◆ WHAT YOU WILL DO: Copy out, word for word, the stretch of the entries below that begins with the line containing "Audit flag: the girl in" and ends with the line containing "[117, 450, 312, 795]", including both of those lines. Give only that stretch.

=== SOURCE DATA ===

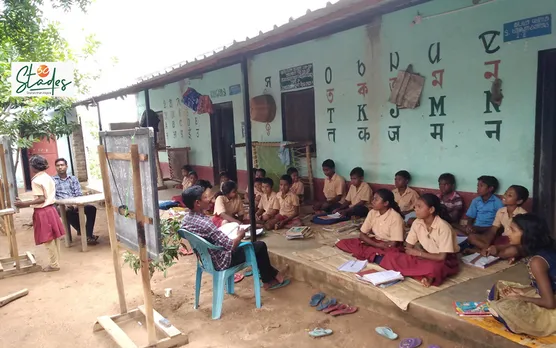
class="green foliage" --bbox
[123,219,183,277]
[0,0,100,157]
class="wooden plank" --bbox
[130,144,157,345]
[104,152,149,162]
[0,289,29,307]
[77,205,87,252]
[25,251,37,266]
[112,207,154,225]
[97,145,127,314]
[138,305,181,337]
[97,316,137,348]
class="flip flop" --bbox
[330,305,360,316]
[268,279,290,290]
[309,327,332,338]
[322,303,341,314]
[400,338,423,348]
[375,326,398,340]
[317,298,337,311]
[309,292,326,307]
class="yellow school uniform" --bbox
[492,207,527,231]
[259,192,280,213]
[323,173,346,201]
[290,181,305,195]
[361,209,404,242]
[405,216,459,254]
[214,196,245,216]
[277,191,299,217]
[31,171,56,208]
[392,187,419,211]
[345,182,374,207]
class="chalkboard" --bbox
[99,128,162,259]
[0,136,17,208]
[504,14,552,42]
[280,63,313,91]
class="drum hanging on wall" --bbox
[250,94,276,123]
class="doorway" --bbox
[282,88,316,154]
[533,49,556,236]
[210,102,237,184]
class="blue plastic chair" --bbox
[178,229,261,319]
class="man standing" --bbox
[53,158,98,245]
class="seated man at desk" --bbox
[52,158,98,245]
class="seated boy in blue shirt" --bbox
[464,175,504,250]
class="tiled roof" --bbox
[74,0,430,106]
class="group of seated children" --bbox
[203,168,304,229]
[313,159,528,286]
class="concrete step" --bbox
[262,232,527,348]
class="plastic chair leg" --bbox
[226,274,235,294]
[212,272,225,320]
[193,266,203,309]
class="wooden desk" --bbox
[55,193,104,251]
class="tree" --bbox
[0,0,100,167]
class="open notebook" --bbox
[219,222,263,239]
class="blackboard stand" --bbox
[0,143,42,279]
[93,144,188,348]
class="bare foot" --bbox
[421,277,432,288]
[274,264,290,283]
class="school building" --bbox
[77,0,556,231]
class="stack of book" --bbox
[461,253,500,268]
[355,269,404,288]
[286,226,311,240]
[454,301,491,317]
[322,221,362,233]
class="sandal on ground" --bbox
[309,292,326,307]
[267,279,290,290]
[400,338,423,348]
[317,298,336,311]
[42,266,60,272]
[375,326,398,340]
[234,273,245,283]
[309,327,332,338]
[330,305,359,317]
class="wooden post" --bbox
[77,204,87,252]
[305,144,315,201]
[0,144,20,270]
[99,145,127,314]
[131,144,157,345]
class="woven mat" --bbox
[464,317,556,347]
[296,246,513,310]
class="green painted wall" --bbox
[138,0,556,191]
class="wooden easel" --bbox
[93,144,188,348]
[0,144,41,279]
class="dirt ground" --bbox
[0,209,463,348]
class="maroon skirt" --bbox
[380,250,459,286]
[336,237,399,262]
[33,205,66,245]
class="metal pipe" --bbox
[93,99,102,145]
[241,56,257,242]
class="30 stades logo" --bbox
[10,62,76,97]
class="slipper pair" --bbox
[323,303,359,317]
[375,326,432,348]
[309,327,332,338]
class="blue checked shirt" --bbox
[52,175,83,199]
[182,211,234,271]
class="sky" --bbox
[45,0,337,96]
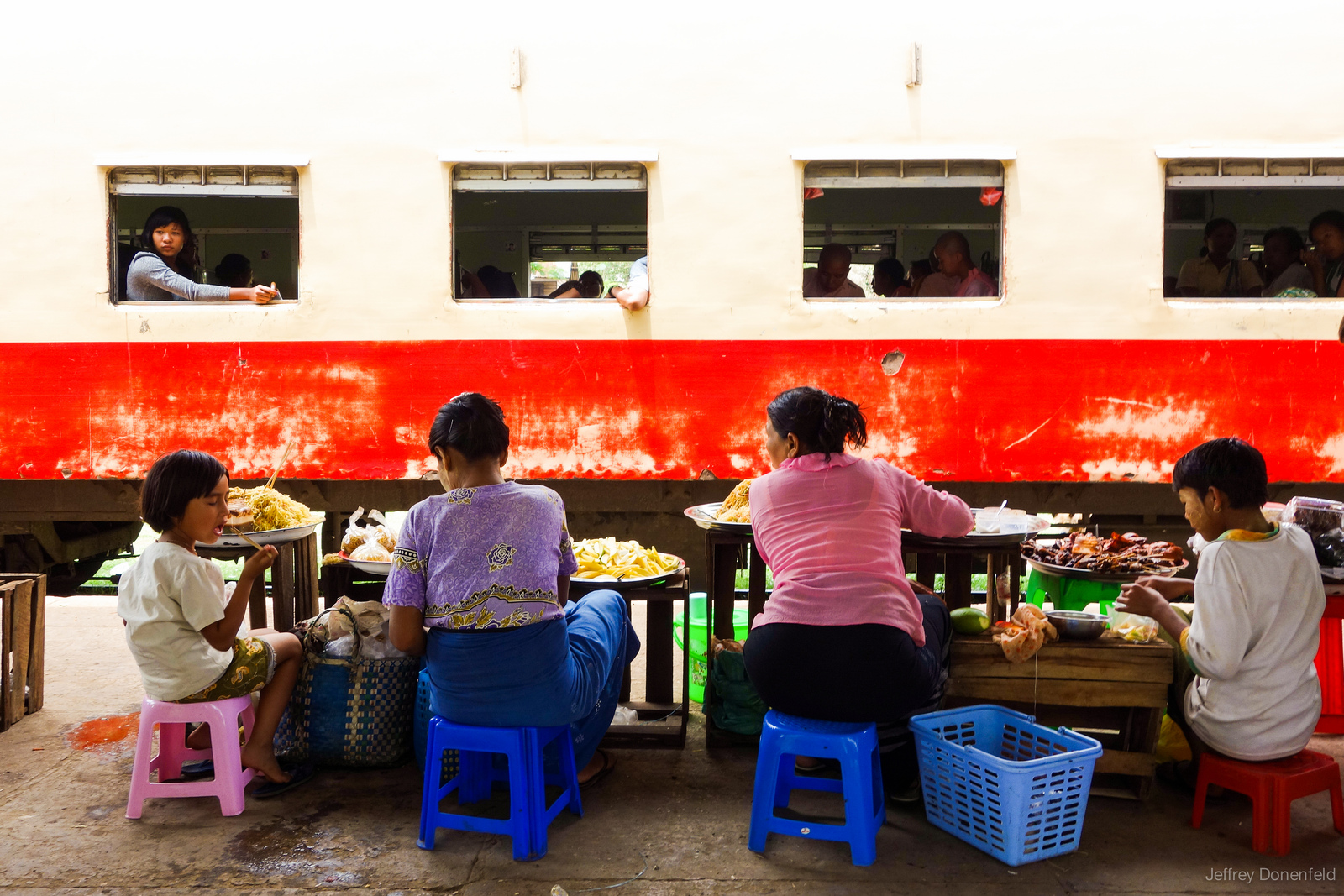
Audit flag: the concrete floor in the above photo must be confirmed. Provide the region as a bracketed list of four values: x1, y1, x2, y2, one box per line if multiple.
[0, 598, 1344, 896]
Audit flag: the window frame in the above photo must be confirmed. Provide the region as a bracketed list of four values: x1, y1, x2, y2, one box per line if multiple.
[791, 144, 1017, 307]
[438, 146, 659, 301]
[1154, 143, 1344, 309]
[97, 163, 307, 309]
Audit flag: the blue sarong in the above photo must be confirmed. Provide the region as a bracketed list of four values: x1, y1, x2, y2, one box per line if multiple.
[425, 591, 640, 768]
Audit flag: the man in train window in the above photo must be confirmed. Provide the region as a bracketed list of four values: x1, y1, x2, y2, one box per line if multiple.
[802, 244, 863, 298]
[919, 230, 999, 298]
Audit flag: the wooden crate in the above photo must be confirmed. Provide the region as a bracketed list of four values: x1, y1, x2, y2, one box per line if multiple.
[0, 572, 47, 731]
[946, 636, 1173, 799]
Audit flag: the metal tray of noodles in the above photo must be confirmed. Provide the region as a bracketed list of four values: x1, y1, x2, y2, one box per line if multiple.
[197, 518, 323, 548]
[683, 501, 751, 535]
[1021, 553, 1189, 582]
[570, 553, 685, 594]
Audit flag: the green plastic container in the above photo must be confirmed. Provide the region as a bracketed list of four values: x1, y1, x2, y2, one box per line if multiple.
[672, 591, 748, 703]
[1026, 569, 1120, 614]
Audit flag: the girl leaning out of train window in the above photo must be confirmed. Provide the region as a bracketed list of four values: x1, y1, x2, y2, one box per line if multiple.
[126, 206, 280, 305]
[383, 392, 640, 784]
[744, 387, 974, 802]
[117, 451, 313, 798]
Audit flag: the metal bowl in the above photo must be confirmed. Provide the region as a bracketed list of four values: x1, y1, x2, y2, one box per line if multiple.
[1046, 610, 1106, 641]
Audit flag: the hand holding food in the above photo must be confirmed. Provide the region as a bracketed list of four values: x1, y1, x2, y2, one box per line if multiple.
[573, 537, 681, 582]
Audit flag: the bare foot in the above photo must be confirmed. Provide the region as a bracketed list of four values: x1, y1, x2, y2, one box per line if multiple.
[244, 744, 289, 784]
[186, 726, 210, 750]
[580, 750, 616, 784]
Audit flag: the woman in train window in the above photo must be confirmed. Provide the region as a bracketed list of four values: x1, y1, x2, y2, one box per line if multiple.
[383, 392, 640, 786]
[744, 385, 974, 802]
[1176, 217, 1265, 298]
[126, 206, 280, 305]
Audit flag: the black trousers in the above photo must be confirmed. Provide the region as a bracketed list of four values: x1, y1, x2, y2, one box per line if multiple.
[744, 594, 952, 793]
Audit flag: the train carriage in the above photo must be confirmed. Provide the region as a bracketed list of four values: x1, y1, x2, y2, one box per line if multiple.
[0, 3, 1344, 588]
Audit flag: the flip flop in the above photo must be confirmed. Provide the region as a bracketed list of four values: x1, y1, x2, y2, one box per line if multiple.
[253, 762, 318, 799]
[580, 750, 616, 790]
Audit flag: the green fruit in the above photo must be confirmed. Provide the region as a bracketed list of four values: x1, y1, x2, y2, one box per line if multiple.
[952, 607, 990, 634]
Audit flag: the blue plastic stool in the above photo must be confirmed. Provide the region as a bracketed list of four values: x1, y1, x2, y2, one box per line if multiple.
[748, 710, 887, 865]
[417, 716, 583, 861]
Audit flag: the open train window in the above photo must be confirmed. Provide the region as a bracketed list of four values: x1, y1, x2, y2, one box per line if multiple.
[1158, 157, 1344, 301]
[445, 159, 649, 302]
[795, 155, 1004, 301]
[108, 165, 298, 304]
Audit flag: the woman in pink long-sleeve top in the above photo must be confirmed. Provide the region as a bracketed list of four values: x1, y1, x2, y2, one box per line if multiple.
[746, 387, 974, 799]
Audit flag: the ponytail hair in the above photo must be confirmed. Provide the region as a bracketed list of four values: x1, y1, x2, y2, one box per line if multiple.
[764, 385, 869, 461]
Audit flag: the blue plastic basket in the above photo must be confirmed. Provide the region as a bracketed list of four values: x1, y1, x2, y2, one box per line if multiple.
[910, 705, 1100, 865]
[412, 669, 457, 783]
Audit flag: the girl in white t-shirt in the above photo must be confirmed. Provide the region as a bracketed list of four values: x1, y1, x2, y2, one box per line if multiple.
[117, 450, 312, 795]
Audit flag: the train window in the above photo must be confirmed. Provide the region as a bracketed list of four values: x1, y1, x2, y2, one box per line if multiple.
[795, 156, 1004, 301]
[1163, 157, 1344, 301]
[108, 165, 298, 304]
[453, 161, 648, 301]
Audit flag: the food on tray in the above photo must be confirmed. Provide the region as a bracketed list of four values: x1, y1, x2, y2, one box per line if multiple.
[340, 508, 396, 558]
[1110, 607, 1160, 643]
[952, 607, 990, 634]
[224, 485, 323, 532]
[349, 542, 392, 563]
[1021, 532, 1183, 575]
[715, 479, 751, 522]
[574, 537, 681, 582]
[993, 603, 1059, 663]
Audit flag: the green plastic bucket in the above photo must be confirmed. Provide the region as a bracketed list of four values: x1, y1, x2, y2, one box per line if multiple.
[672, 591, 748, 703]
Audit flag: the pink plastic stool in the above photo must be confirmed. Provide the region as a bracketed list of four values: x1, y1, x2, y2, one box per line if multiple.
[126, 697, 255, 818]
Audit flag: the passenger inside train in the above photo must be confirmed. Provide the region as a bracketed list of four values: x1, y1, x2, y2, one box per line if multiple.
[126, 206, 280, 305]
[919, 230, 999, 298]
[802, 244, 864, 298]
[108, 165, 298, 302]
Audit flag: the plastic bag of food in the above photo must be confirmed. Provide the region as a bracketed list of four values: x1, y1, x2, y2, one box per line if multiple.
[340, 508, 368, 556]
[349, 542, 392, 563]
[1110, 607, 1161, 643]
[365, 511, 396, 551]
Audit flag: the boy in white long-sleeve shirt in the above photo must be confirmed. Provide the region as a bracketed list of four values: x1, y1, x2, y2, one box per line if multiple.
[1116, 439, 1326, 780]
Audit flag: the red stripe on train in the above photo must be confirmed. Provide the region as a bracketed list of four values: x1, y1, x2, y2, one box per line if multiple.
[0, 340, 1344, 481]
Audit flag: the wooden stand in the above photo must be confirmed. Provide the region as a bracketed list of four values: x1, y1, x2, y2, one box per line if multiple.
[0, 572, 47, 731]
[197, 533, 318, 631]
[945, 634, 1173, 799]
[605, 569, 690, 750]
[704, 529, 764, 747]
[900, 532, 1026, 623]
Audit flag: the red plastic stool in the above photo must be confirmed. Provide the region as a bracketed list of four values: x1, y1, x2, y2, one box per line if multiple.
[1315, 585, 1344, 735]
[1189, 750, 1344, 856]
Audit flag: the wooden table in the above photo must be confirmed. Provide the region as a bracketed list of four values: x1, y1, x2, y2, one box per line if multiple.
[900, 532, 1026, 622]
[197, 533, 318, 631]
[945, 634, 1173, 799]
[0, 572, 47, 731]
[1315, 580, 1344, 735]
[594, 569, 690, 750]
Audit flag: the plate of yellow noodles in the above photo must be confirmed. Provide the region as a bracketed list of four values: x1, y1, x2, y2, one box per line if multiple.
[570, 537, 685, 591]
[197, 485, 323, 548]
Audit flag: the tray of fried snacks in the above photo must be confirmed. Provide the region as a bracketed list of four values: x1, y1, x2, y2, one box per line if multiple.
[570, 537, 685, 591]
[207, 485, 323, 548]
[1021, 532, 1189, 582]
[684, 479, 751, 532]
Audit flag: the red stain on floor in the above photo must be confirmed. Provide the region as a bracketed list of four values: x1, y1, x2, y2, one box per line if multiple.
[66, 712, 139, 753]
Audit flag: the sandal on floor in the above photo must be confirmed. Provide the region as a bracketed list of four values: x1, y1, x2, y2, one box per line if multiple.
[253, 762, 318, 799]
[580, 750, 616, 790]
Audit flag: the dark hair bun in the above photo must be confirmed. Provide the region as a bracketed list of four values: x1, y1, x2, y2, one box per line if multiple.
[428, 392, 508, 461]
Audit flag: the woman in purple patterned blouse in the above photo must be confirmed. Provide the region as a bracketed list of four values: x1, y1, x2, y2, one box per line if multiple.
[383, 392, 640, 783]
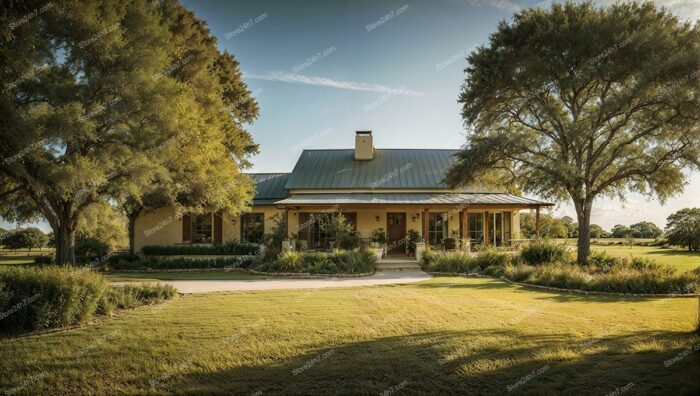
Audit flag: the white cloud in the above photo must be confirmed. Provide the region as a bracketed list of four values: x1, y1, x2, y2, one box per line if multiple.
[466, 0, 523, 12]
[244, 72, 423, 96]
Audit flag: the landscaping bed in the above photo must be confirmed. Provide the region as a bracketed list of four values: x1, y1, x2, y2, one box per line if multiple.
[424, 242, 700, 296]
[0, 266, 176, 334]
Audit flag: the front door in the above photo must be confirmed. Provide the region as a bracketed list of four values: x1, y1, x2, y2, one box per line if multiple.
[386, 213, 406, 253]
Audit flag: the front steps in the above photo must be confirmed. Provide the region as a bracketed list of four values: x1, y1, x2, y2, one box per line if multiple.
[377, 257, 421, 272]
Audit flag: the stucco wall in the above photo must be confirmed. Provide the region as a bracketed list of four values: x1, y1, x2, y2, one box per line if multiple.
[134, 206, 520, 251]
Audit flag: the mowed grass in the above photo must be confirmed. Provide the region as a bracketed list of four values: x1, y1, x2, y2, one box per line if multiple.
[105, 271, 271, 282]
[0, 278, 700, 395]
[591, 245, 700, 272]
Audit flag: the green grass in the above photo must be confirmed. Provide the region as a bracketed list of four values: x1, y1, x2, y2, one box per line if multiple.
[105, 271, 270, 282]
[0, 278, 700, 395]
[591, 245, 700, 272]
[0, 248, 54, 265]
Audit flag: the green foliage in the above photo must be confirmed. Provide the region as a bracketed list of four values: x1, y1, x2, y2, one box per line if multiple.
[0, 0, 258, 263]
[321, 214, 360, 249]
[34, 255, 54, 265]
[504, 259, 700, 294]
[370, 228, 387, 246]
[520, 241, 569, 265]
[1, 227, 49, 251]
[257, 249, 377, 274]
[666, 208, 700, 252]
[97, 283, 177, 315]
[75, 237, 109, 262]
[76, 202, 129, 251]
[141, 241, 260, 256]
[423, 248, 513, 273]
[107, 256, 253, 270]
[446, 2, 700, 265]
[0, 266, 109, 332]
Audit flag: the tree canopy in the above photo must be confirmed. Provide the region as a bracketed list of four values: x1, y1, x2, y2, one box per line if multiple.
[446, 2, 700, 263]
[0, 0, 257, 263]
[666, 208, 700, 252]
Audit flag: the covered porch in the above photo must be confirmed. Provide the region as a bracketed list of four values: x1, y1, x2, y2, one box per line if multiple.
[276, 193, 551, 254]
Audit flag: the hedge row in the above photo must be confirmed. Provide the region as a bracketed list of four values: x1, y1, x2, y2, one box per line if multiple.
[141, 241, 260, 256]
[256, 249, 377, 274]
[108, 256, 253, 270]
[0, 266, 176, 333]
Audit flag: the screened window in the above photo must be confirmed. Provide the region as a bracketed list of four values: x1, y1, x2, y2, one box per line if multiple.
[467, 213, 484, 243]
[428, 213, 447, 245]
[241, 213, 265, 243]
[192, 213, 212, 243]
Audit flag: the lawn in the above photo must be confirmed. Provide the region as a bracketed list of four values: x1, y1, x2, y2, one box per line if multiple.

===

◆ EXPECTED ANSWER:
Audit flag: the girl in white t-shirt in the above photo must be confirmed. Provide the region as a bracketed list of four values: x1, y1, x2, y2, one box per line if multiple.
[117, 450, 312, 795]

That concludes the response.